### SELECTED EXTRACT
-- start --

Tuesday 22nd July 2025
Delay Start Up (DSU) Insurance in construction

A practical guide for Built-to-Rent, Co-Living and Purpose-Built Student Accommodation Developers

In construction, delays can translate into serious financial losses, especially for developers relying on timely rental income from Built-To-Rent (BTR) and Co-Living or Purpose-Built Student Accommodation (PBSU) schemes. Delay Start Up (DSU) Insurance protects against revenue loss caused by project delays following physical damage.

What is DSU Insurance?

Also known as Advanced Loss of Profits (ALOP) or Delayed Opening Insurance, DSU:

  • Covers loss of income and fixed costs when a project cannot start operations on time
  • Is only triggered by physical damage covered under a Contractor’s All Risks (CAR) policy
  • Applies from the originally scheduled completion date

Key benefits for BTR, Co-Living and PBSA projects

Delays don’t just slow down a project, they impact viability. DSU Insurance can:

  • Replace lost rental income during the delay period
  • Cover ongoing fixed costs (e.g. utilities, wages, property management)
  • Offset increased debt servicing costs (e.g. interest, penalties)
  • Compensate for temporary relocation costs for incoming tenants

Core elements of a DSU policy

Coverage trigger:

  • Physical loss or damage (e.g. fire, flood) insured under the CAR policy
  • Must result in a delay to project completion

Financial losses covered:

  • Rental income loss
  • Operational expenses incurred during the delay
  • Loan interest and financing penalties
  • Additional operational or marketing costs

Common exclusions:

  • Delays not caused by physical damage (e.g. supply chain issues, poor management)

-- end --

### EXTRACTED ENTRIES
-- start --

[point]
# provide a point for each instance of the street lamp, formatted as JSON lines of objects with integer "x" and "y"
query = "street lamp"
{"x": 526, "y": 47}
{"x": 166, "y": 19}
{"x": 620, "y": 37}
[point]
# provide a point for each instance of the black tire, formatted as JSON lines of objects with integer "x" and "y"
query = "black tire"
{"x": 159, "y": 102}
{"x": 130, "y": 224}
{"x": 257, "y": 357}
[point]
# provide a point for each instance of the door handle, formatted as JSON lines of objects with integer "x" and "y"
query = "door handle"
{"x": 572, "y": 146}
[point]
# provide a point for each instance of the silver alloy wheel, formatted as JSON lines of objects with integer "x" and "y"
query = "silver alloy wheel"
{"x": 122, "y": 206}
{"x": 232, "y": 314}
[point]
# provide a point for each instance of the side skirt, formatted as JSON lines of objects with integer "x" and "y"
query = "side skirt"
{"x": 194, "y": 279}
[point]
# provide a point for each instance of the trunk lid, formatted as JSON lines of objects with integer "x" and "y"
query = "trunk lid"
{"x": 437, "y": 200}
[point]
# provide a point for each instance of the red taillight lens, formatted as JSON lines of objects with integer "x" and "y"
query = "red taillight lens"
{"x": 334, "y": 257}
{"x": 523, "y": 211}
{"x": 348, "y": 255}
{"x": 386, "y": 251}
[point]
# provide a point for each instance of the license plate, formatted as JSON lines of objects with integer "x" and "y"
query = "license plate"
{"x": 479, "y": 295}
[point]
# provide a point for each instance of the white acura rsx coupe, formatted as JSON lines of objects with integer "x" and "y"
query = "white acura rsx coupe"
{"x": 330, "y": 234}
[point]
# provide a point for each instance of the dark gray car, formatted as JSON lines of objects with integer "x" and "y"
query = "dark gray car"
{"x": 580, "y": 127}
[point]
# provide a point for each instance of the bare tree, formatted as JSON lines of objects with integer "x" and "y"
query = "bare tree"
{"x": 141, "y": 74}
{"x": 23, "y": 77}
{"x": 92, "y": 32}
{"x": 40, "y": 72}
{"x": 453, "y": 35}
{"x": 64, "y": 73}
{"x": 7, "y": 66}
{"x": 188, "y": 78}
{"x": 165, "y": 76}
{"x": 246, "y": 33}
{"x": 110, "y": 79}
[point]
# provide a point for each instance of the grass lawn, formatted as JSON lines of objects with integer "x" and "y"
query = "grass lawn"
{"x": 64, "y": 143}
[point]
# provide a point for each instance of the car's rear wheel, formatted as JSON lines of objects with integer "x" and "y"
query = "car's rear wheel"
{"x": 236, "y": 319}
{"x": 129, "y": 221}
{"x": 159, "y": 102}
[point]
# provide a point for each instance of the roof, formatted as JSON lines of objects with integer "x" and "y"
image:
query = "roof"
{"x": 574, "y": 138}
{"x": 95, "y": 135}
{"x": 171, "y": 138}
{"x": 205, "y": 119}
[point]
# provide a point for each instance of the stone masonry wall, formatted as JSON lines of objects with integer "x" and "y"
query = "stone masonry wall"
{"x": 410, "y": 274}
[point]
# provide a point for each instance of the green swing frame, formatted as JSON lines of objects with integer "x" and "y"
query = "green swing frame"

-- end --

### STATED PROBLEM 1
Answer these questions from the DSU insurance guide:
(a) By what two other names is DSU Insurance also known?
(b) From what date does DSU cover apply?
(c) Under what policy must the physical damage that triggers DSU be covered?
### STATED PROBLEM 2
Reproduce the passage of the DSU insurance guide that opens with the words "Delays don’t just" and closes with "(e.g. interest, penalties)".
### STATED PROBLEM 3
Which items does the DSU insurance guide list under "Financial losses covered:"? Give every one.
The rows are separate material and do not belong to the DSU insurance guide.

### WRITTEN SOLUTION 1
(a) Advanced Loss of Profits (ALOP) and Delayed Opening Insurance
(b) The originally scheduled completion date
(c) A Contractor’s All Risks (CAR) policy

### WRITTEN SOLUTION 2
Delays don’t just slow down a project, they impact viability. DSU Insurance can:

  • Replace lost rental income during the delay period
  • Cover ongoing fixed costs (e.g. utilities, wages, property management)
  • Offset increased debt servicing costs (e.g. interest, penalties)

### WRITTEN SOLUTION 3
- Rental income loss
- Operational expenses incurred during the delay
- Loan interest and financing penalties
- Additional operational or marketing costs